▶ **WHAT NEEDS TO BE DONE**: After reading the entries below, copy word for word the lines from the first through the line containing "Please place a point on the rock", and stop there.

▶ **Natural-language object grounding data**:

################

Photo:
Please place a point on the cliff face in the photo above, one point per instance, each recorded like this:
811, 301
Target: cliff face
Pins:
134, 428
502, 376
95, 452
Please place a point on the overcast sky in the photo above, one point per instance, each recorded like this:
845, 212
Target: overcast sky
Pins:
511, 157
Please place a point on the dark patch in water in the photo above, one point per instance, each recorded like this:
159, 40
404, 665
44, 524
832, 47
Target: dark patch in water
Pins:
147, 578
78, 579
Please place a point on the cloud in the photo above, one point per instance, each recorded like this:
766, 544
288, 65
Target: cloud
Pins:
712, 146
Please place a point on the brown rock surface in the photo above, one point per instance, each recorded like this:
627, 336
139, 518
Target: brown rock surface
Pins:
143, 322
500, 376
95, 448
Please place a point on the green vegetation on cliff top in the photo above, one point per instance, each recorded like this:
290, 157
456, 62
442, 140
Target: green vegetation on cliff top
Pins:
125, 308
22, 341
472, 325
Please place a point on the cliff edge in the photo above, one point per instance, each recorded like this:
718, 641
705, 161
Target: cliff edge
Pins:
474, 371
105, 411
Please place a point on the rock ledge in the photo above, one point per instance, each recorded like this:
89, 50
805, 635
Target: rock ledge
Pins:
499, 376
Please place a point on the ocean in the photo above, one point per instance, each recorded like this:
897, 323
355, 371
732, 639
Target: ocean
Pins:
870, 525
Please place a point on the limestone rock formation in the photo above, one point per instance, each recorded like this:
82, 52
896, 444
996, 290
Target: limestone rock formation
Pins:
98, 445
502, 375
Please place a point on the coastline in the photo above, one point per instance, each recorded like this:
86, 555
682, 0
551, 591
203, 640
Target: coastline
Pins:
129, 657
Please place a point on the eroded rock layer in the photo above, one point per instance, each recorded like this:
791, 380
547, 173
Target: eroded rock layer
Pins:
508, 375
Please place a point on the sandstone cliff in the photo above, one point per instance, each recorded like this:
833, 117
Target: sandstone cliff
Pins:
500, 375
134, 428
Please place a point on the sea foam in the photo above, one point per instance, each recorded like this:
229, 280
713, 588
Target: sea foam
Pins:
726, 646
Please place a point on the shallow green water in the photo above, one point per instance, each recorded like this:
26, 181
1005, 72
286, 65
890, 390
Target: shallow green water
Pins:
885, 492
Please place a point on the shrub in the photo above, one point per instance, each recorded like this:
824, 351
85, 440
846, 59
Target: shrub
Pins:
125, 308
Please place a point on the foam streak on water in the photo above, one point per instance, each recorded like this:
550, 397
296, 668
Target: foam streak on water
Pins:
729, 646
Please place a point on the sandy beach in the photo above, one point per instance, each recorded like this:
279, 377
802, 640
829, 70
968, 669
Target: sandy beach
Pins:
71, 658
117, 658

################

▶ **EXERCISE RESPONSE**:
Photo:
Please place a point on the cliff face in the photo above, one point per instance, each recorded like this:
811, 301
Target: cliff face
Pins:
134, 428
502, 376
95, 452
Please place a point on the overcast sky in the photo above, one point per instance, each recorded like this:
845, 212
Target: overcast sky
Pins:
511, 157
Please place a point on the dark patch in water in the photo above, one point per instance, each recorded like this:
159, 40
404, 665
44, 524
832, 47
Target: dark patch in water
Pins:
147, 578
78, 579
Please place a point on the cloud in the photo above, one point per instance, each recorded like this:
766, 544
288, 65
Target: cloud
Pins:
712, 146
Please place a point on the brown rock surface in the photo above, one point per instance, each recorded like this:
627, 336
139, 518
Target: brown rock surface
Pins:
143, 322
500, 376
95, 448
Please place a point on the green vegetation on cliff top in the photo above, one point per instance, each recorded like this:
290, 157
456, 62
442, 140
Target: green vegetation on cliff top
Pins:
125, 308
22, 341
472, 325
Please place a point on the cliff edge in the photo above, one point per instance, each recorded like this:
718, 641
705, 161
Target: cliff edge
Pins:
474, 371
105, 411
Please place a point on the rock ledge in the photo above, one point per instance, each recorded like this:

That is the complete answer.